EXCERPTED RECORDS:

☆ ☆ ☆

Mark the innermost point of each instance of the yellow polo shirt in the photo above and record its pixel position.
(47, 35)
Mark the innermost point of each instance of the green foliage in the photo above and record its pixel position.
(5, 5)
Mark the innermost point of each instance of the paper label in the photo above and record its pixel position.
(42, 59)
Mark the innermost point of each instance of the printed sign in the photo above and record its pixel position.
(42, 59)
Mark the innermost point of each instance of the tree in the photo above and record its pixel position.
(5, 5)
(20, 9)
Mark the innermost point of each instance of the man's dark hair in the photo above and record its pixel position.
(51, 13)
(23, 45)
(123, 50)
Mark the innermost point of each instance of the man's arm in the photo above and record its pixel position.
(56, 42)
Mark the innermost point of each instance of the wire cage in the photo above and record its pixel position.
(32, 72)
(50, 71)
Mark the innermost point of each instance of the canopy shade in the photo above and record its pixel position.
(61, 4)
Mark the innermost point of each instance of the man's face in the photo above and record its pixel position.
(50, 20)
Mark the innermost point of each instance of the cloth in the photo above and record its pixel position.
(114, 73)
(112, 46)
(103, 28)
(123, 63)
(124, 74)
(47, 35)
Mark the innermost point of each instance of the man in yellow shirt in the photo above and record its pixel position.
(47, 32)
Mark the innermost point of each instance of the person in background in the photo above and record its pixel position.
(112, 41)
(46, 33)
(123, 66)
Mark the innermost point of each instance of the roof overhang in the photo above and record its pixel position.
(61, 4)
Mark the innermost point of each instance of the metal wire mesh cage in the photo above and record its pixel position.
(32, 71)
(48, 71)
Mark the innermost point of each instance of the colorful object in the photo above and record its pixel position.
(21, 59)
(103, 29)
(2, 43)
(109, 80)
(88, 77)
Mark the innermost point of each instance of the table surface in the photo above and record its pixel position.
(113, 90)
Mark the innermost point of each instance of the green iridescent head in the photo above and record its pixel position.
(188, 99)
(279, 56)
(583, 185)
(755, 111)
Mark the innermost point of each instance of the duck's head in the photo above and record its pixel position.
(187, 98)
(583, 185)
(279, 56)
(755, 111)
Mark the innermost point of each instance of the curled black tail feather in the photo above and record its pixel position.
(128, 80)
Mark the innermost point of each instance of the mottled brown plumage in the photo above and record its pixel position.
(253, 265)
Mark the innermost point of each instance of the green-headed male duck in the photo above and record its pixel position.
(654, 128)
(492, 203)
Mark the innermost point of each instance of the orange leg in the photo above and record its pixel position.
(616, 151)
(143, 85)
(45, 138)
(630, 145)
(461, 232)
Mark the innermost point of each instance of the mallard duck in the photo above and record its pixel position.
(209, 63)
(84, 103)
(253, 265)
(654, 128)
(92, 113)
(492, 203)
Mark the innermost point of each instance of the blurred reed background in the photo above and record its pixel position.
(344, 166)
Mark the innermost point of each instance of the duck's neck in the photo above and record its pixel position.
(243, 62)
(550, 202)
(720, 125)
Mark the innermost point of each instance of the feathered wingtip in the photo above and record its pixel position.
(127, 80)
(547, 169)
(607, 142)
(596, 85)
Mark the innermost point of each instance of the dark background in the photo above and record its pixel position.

☆ ☆ ☆

WHAT YOU NEED TO DO: Only those lines running from the one containing "Mark the innermost point of each instance of the metal" through the last line of the data above are to be copied, exactly, with both ends included.

SOLUTION TO THIS TASK:
Mark the innermost point of each instance of the metal wire mesh cage in the photo above and record its pixel position.
(32, 71)
(48, 71)
Mark the innermost point of each instance of the colorful object in the photo above and record its pixel position.
(21, 59)
(103, 29)
(2, 43)
(109, 80)
(88, 77)
Mark the innermost point of each instance of the table surface in the photo above and record its pixel position.
(113, 90)
Mark the innermost point of each instance of the green iridescent head in the photo above and record its pixel position.
(188, 99)
(279, 56)
(583, 185)
(755, 111)
Mark the innermost point of each instance of the duck's head in the photo above and record its pixel position.
(187, 98)
(583, 185)
(279, 56)
(755, 111)
Mark the innermost point of each instance of the curled black tail feather in the photo above and record its pixel position.
(128, 80)
Mark the innermost point of each instance of the mottled brown plumage in the photo above and record its pixel position.
(253, 265)
Mark the innermost point of each instance of the green-headed male duck in the photo above and record its pixel position.
(654, 128)
(492, 203)
Mark the innermost point of each instance of the orange leg in the photo above and record its pixel position.
(616, 151)
(143, 85)
(45, 138)
(630, 145)
(461, 232)
Mark the innermost point of each instance of the mallard duck in the photo above and record its pixel position.
(209, 63)
(84, 103)
(253, 265)
(654, 128)
(92, 113)
(492, 203)
Mark the innermost point of each instance of the blurred reed background in the photo above and record its pixel position.
(344, 166)
Mark the innermost point of each instance of the duck's neck in the photo above and record its pixel position.
(243, 62)
(550, 202)
(720, 125)
Mark the innermost point of each instance of the feathered wingtip in the photo above and record its pixel position.
(127, 80)
(547, 169)
(607, 142)
(596, 85)
Mark the innermost point of each instance of the dark background in the photo above and record its pixel position.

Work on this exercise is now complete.